◆ YOUR GOAL
How many lines in the records below contain "roof"? Reply with the number only.

□ □ □ □

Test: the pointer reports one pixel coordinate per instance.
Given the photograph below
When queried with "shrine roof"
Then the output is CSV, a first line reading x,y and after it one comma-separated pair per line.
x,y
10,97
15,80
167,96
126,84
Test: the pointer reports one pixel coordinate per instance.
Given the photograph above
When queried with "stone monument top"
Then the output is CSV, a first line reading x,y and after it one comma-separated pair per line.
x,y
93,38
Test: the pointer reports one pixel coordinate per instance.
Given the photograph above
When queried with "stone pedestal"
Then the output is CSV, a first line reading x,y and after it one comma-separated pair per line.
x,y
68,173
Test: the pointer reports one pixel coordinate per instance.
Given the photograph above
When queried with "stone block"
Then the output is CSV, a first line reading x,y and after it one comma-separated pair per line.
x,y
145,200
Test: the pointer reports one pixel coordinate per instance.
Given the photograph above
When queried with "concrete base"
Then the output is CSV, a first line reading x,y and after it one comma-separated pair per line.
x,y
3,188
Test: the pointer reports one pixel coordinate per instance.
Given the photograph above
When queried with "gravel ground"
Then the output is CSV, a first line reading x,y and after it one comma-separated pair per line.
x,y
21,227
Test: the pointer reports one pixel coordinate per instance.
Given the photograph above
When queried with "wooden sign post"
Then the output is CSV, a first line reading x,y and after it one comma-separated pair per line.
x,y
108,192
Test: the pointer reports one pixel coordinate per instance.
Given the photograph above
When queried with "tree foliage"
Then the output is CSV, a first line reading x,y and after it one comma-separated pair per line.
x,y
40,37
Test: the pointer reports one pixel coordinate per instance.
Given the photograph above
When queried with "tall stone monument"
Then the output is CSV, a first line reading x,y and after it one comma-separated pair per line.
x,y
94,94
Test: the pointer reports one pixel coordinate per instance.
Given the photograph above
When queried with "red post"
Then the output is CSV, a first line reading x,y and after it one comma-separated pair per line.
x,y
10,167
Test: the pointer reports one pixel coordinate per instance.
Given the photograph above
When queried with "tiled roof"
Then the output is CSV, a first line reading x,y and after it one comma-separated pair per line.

□ □ □ □

◆ TASK RESULT
2